- **ЗАДАНИЕ**: Сколько, согласно тексту о фильме «В прошлом году в Мариенбаде», продолжается вся история этого фильма?

- **ВЫБРАННЫЙ ТЕКСТ**:
Романески - Ален Роб-Грийе
Фильм «В прошлом году в Мариенбаде», из-за своего названия, а также под влиянием прежних вещей Алена Рене, был немедленно истолкован как еще одна психологическая вариация на тему утраченной любви, забвения, воспоминания. Видевшие фильм задумывались охотнее всего над такими вопросами: действительно ли этот мужчина и эта женщина встретились и полюбили друг друга в прошлом году в Мариенбаде? Вспоминает ли молодая женщина о том, что было, делая вид, будто не узнает прекрасного иностранца? Или же она на самом деле забыла все, что произошло между ними? И т. п. Надо сказать четко: эти вопросы полностью лишены смысла. Мир, в котором разворачивается весь фильм, тем и характеризуется, что это мир постоянного настоящего, которое делает невозможным любое обращение к памяти. Это мир без прошлого; он в каждое мгновение самодостаточен, и он постепенно исчезает. Эти мужчина и женщина начинают существовать только с минуты, когда впервые появляются на экране; до этого они — ничто; и как только завершен показ фильма, они снова превращаются в ничто. Их существование длится ровно столько, сколько длится фильм. Не может быть никакой реальности вне изображения, которое видят зрители, вне слов, которые они слышат.
Таким образом, длительность современного произведения отнюдь не является неким резюме или конденсатом более протяженной и более «реальной» длительности рассказываемой истории. Напротив, между этими двумя длительностями существует абсолютное тождество. В «Мариенбаде» вся история продолжается не два года и не три дня, а ровно полтора часа. И когда в конце фильма герои встречаются, чтобы уехать вместе, это выглядит так, словно молодая женщина признаёт: между ними действительно что-то было год назад в Мариенбаде; нам, однако, понятно: во время всего сеанса мы были именно в прошлом году и именно в Мариенбаде. Любовная история, о которой нам рассказывали как о чем-то минувшем, на самом деле развертывалась на наших глазах, здесь и сейчас. Естественно, нет ни возможного где-то еще, ни возможного прежде.
Но, скажут нам, что означают в таком случае сцены, при которых мы присутствовали? В частности, эти сменяющиеся дневные и ночные кадры или эти слишком частые переодевания, несовместимые со столь краткой протяженностью? Здесь, конечно, все усложняется, поскольку речь может идти только о субъективном, внутреннем, личном развитии событий. Эти сцены происходят, несомненно, в чьей-то голове. Но чьей? Героя-рассказчика? Или загипнотизированной героини? Или их обоих — посредством постоянного обмена образами между ними? Разумнее ответ иного порядка: так же как единственным имеющим значение временем является время демонстрации фильма, единственным имеющим значение «персонажем» является зритель, именно в его голове разворачивается вся история, именно он ее воображает.
Повторюсь: произведение искусства — не свидетельство о внешней действительности, оно само — своя собственная действительность. Поэтому автор бессилен успокоить зрителя, озабоченного тем, как сложится судьба героев после появления на экране слова «конец». После слова «конец» не происходит ровным счетом ничего — по определению. Произведение допускает только одно будущее: заново пройти перед глазами зрителей; для этого требуется снова вставить катушки фильма в проекционный аппарат.

- **ПРЕДОСТАВЛЕННЫЕ ЗАПИСИ**:
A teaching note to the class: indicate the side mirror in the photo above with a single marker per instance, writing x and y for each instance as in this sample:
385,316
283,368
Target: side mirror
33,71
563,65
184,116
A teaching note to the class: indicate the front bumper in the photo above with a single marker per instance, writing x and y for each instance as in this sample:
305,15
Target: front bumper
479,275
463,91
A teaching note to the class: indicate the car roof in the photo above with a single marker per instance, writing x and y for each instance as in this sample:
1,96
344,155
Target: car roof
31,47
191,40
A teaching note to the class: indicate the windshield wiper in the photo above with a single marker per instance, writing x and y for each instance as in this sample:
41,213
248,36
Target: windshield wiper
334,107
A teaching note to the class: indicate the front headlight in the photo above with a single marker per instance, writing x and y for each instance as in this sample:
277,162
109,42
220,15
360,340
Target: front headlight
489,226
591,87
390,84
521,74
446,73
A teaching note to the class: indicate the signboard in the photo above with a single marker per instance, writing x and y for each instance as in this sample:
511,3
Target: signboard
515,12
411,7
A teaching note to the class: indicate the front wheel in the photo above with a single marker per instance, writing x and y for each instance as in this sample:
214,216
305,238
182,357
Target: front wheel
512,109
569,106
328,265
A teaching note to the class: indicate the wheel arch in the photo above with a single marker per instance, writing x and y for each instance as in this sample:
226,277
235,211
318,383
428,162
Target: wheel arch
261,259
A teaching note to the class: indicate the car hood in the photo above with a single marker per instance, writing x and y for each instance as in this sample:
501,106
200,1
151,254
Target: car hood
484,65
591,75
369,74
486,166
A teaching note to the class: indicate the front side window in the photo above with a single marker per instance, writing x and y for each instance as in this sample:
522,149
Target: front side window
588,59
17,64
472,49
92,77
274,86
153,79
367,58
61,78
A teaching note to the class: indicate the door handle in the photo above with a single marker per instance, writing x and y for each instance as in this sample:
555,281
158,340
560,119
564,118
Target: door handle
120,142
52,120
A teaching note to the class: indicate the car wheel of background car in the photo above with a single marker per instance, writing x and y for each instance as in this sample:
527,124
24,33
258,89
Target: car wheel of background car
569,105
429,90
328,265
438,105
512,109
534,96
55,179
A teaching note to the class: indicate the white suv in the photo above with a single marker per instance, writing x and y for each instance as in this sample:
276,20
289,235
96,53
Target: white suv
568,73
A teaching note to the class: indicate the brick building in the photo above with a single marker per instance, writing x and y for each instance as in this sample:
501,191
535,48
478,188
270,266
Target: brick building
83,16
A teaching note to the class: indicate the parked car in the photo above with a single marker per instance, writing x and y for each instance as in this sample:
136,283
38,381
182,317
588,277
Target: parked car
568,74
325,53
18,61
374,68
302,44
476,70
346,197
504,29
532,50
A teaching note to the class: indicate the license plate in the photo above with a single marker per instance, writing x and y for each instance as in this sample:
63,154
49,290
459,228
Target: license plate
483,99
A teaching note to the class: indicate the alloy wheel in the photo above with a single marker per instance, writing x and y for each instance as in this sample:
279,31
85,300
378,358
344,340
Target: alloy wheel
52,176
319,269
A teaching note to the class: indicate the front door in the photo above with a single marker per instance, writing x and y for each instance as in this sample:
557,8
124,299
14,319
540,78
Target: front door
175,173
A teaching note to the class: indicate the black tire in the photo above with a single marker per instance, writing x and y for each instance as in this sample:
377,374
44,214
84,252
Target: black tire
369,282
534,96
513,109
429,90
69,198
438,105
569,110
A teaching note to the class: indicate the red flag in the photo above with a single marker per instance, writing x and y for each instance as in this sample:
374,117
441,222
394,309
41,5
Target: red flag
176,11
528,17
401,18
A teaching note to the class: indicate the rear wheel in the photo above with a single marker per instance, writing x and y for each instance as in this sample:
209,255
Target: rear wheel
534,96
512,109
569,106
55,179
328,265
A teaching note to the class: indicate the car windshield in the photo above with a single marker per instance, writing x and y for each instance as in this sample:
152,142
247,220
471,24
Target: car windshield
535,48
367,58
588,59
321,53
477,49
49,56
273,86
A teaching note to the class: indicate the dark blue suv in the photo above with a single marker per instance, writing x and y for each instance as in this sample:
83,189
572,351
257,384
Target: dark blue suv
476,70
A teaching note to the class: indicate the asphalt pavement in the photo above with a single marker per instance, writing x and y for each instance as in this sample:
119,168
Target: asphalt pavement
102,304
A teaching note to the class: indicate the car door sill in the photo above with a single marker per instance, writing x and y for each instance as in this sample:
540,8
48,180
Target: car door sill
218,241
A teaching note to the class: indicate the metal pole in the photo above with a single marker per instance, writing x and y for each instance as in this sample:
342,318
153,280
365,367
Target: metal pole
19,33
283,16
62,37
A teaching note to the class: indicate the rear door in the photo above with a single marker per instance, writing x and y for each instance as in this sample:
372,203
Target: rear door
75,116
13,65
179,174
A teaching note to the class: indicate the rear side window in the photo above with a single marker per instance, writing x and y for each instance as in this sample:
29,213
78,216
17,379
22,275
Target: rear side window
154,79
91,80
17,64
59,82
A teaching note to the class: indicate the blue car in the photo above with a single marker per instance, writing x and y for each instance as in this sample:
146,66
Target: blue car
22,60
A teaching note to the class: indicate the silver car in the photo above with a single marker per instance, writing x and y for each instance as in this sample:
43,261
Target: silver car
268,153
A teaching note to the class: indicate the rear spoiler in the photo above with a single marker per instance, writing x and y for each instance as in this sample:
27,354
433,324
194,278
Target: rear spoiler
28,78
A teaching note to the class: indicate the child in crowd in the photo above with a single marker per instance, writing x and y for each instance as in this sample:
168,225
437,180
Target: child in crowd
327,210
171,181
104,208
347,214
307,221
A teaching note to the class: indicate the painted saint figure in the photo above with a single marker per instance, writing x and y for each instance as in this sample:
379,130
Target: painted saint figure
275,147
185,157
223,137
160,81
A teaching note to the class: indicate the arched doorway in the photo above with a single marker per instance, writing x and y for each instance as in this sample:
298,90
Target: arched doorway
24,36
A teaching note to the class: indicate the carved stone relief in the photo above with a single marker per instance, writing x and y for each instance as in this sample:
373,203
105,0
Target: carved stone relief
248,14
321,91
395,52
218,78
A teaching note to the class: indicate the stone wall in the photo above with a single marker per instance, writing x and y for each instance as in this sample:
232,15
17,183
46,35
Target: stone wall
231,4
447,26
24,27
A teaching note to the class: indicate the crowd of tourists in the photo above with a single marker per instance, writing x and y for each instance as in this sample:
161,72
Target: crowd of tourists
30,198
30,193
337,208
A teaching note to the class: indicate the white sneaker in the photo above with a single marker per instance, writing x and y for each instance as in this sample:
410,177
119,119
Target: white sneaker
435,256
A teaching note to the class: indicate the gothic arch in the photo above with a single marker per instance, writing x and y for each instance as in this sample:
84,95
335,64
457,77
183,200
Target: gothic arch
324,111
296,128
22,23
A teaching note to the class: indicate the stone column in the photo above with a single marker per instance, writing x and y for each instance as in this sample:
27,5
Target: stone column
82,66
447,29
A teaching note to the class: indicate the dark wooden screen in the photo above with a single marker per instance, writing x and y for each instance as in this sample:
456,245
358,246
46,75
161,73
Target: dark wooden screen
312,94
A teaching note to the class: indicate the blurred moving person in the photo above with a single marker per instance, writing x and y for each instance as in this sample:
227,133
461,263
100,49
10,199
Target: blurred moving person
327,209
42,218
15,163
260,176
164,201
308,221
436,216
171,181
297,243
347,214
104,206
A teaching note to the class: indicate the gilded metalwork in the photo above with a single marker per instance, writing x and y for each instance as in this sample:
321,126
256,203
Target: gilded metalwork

- **РЕШЕНИЕ С РАЗБОРОМ**: Вся история продолжается ровно полтора часа.